» **Given problem**
Please find each line in the listing below that contains the word "pink" and copy those lines.

» **Raw data**
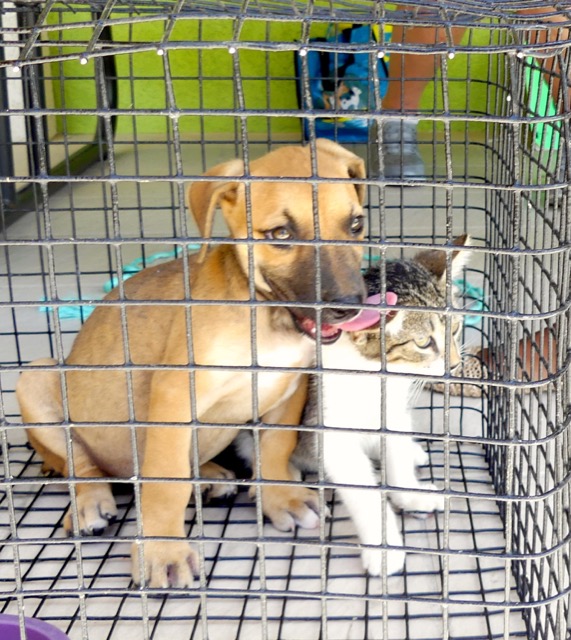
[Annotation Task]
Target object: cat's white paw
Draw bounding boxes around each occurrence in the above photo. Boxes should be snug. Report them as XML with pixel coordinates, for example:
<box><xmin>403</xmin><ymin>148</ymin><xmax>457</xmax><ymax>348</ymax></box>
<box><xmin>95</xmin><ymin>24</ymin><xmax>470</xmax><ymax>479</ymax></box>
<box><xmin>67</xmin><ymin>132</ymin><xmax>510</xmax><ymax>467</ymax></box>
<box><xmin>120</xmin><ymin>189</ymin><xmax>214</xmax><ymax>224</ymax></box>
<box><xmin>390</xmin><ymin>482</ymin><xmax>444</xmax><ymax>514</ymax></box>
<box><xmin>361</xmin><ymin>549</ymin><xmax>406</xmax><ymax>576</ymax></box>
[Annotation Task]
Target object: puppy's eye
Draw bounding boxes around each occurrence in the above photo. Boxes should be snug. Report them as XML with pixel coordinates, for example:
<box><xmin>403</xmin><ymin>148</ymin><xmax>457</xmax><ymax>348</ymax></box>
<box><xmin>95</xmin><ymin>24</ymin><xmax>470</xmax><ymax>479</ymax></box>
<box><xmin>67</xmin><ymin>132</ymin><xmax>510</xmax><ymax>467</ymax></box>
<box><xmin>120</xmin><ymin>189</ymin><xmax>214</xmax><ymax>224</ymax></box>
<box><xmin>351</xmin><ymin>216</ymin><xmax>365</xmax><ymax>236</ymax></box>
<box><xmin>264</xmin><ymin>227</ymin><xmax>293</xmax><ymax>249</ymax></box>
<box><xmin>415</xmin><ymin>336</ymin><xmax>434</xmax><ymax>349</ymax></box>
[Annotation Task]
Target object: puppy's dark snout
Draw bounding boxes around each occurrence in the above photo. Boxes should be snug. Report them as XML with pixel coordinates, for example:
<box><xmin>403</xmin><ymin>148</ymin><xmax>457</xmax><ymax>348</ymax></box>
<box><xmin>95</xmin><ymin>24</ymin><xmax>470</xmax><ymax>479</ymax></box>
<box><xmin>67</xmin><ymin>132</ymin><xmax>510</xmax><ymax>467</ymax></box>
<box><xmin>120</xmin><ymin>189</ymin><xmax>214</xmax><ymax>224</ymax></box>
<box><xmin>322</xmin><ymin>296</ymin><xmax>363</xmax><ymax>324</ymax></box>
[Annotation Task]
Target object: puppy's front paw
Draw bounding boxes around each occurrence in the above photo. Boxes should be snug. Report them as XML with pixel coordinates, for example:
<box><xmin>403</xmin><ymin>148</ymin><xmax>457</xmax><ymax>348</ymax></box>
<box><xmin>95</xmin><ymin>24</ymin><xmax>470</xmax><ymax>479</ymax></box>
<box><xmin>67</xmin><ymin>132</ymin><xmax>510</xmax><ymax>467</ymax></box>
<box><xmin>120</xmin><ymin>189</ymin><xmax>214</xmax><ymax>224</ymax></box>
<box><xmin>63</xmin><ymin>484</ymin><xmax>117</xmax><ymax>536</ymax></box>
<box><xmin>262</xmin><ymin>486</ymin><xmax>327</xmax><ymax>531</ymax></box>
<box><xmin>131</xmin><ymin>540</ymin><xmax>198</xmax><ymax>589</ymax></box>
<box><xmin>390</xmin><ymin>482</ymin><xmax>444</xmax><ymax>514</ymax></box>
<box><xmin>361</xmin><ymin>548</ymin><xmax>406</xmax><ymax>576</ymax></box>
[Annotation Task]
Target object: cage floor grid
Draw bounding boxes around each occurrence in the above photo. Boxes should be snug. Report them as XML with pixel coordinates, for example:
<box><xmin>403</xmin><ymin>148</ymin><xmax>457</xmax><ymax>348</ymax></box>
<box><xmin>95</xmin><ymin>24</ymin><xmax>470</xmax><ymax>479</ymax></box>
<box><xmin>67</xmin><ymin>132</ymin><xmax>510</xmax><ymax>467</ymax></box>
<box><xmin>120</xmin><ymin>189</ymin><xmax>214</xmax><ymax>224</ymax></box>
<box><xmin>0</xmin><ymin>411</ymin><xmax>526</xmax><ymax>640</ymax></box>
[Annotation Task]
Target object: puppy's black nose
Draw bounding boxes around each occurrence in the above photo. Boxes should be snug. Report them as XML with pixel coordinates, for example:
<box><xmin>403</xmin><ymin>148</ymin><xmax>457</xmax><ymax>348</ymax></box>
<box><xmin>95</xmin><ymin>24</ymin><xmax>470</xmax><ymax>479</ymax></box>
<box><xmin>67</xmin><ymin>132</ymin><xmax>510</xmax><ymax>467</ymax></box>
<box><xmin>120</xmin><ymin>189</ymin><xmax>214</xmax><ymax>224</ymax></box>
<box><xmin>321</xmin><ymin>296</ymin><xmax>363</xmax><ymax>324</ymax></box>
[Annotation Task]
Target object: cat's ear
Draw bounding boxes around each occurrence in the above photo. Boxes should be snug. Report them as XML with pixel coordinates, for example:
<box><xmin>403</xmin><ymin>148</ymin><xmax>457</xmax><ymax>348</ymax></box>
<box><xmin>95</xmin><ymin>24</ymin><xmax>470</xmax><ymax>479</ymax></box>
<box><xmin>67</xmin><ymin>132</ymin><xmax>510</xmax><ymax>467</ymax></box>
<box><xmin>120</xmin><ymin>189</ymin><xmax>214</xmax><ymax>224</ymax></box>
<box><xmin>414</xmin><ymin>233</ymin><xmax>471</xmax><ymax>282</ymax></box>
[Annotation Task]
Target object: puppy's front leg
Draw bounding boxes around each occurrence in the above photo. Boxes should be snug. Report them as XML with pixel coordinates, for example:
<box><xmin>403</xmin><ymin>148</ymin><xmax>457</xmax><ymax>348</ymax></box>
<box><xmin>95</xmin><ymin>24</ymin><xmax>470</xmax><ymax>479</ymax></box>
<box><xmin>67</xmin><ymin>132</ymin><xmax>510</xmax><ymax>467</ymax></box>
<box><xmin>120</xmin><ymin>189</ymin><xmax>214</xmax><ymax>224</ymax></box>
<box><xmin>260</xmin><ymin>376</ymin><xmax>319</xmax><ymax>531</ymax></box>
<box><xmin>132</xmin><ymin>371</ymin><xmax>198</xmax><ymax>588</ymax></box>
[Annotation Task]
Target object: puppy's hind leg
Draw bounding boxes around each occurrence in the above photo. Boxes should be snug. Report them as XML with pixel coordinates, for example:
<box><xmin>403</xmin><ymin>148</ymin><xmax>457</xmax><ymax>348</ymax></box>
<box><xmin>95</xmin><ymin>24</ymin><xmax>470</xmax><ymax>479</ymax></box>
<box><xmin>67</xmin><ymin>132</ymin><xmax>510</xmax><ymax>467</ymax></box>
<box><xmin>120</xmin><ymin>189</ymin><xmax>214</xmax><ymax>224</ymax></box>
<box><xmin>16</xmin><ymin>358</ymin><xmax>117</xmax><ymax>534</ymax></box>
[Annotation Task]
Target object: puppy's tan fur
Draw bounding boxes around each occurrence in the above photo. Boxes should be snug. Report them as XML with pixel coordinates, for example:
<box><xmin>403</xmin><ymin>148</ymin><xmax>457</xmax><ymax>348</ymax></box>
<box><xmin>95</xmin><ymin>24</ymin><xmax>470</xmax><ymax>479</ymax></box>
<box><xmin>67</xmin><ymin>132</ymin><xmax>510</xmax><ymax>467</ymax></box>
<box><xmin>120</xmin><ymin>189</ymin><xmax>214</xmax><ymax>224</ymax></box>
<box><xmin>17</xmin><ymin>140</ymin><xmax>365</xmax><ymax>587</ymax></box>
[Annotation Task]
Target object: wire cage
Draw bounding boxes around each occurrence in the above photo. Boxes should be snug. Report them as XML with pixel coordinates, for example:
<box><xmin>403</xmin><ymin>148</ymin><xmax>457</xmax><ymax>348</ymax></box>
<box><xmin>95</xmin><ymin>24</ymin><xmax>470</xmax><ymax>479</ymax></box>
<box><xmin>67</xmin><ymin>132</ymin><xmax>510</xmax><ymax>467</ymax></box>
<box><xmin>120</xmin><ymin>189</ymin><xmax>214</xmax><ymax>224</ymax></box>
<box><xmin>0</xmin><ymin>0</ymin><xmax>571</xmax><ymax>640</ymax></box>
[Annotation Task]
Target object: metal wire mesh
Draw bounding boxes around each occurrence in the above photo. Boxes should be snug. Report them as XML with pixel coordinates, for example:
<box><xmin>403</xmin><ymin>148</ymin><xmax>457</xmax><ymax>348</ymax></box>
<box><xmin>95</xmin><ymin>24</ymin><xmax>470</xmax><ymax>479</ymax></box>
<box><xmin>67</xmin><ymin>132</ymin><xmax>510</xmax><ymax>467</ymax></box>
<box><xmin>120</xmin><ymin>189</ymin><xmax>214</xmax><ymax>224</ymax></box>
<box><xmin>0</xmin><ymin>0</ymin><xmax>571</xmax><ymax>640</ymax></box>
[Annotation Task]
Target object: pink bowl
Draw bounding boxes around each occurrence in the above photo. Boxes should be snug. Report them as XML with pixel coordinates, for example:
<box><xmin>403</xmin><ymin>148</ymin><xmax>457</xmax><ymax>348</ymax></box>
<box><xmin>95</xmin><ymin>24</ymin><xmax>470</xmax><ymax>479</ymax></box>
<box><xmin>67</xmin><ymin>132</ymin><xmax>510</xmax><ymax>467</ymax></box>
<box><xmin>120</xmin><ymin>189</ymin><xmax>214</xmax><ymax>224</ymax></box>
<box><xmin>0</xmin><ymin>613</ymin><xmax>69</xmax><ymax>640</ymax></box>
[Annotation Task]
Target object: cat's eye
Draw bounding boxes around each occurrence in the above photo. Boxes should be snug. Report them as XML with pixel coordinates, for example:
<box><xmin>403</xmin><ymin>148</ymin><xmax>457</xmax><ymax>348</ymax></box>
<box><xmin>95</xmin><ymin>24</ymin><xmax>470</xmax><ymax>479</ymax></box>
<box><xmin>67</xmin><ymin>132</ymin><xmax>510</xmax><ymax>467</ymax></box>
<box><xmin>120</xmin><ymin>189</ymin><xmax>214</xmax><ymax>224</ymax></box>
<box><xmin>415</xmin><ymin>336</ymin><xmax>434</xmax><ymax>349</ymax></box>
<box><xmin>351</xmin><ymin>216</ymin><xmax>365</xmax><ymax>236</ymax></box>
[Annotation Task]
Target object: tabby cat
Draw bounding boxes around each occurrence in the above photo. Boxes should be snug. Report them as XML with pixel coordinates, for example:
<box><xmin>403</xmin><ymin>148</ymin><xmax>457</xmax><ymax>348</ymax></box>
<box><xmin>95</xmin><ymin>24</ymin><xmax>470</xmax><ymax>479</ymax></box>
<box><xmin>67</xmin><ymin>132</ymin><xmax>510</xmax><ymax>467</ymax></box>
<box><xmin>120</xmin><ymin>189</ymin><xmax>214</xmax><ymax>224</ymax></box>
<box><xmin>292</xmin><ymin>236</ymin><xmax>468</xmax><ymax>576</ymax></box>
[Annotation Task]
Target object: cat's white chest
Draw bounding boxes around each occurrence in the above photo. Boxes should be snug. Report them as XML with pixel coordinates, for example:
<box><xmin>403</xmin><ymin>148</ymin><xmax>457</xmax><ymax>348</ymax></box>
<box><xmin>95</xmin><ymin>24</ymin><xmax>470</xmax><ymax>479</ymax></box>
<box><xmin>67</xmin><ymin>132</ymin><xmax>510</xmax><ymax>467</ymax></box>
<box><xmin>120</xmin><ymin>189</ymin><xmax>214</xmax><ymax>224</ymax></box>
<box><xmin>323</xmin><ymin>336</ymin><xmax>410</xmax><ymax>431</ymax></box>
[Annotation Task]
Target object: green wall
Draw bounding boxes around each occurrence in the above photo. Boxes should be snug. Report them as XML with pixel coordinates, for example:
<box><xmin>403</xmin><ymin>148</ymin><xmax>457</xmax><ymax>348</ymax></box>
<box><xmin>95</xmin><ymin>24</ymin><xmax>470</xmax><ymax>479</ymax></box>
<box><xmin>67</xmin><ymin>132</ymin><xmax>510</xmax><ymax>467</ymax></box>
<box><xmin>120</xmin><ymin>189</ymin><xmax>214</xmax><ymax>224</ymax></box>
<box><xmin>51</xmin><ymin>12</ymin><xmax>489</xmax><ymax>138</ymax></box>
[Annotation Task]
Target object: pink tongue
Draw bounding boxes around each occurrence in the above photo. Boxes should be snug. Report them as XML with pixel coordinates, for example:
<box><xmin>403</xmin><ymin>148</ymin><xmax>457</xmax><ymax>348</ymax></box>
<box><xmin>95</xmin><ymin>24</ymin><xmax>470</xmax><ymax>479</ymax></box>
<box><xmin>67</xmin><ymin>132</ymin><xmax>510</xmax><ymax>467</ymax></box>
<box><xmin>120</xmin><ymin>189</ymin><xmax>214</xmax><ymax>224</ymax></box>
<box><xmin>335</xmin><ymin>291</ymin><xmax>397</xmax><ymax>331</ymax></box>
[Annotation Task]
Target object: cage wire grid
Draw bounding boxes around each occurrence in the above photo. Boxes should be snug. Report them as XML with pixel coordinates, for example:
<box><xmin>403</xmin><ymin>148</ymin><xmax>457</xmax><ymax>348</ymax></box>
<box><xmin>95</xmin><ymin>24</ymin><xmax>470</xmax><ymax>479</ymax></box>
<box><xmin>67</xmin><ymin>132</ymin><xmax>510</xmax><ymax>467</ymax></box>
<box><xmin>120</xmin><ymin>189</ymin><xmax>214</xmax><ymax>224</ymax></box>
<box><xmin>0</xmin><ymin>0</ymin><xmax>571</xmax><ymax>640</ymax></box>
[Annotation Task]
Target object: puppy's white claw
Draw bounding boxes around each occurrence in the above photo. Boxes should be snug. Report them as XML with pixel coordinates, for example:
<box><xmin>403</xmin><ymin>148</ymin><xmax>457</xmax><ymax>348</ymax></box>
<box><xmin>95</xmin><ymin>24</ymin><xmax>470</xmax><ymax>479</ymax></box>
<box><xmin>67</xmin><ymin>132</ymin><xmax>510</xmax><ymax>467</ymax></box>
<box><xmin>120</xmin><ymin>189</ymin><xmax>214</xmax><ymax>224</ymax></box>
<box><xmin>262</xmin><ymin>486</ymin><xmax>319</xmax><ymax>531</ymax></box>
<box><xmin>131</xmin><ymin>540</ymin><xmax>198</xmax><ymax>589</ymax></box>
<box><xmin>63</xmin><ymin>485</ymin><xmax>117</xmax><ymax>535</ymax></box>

» **Solution to the exercise**
Target object: pink bowl
Target object: pink tongue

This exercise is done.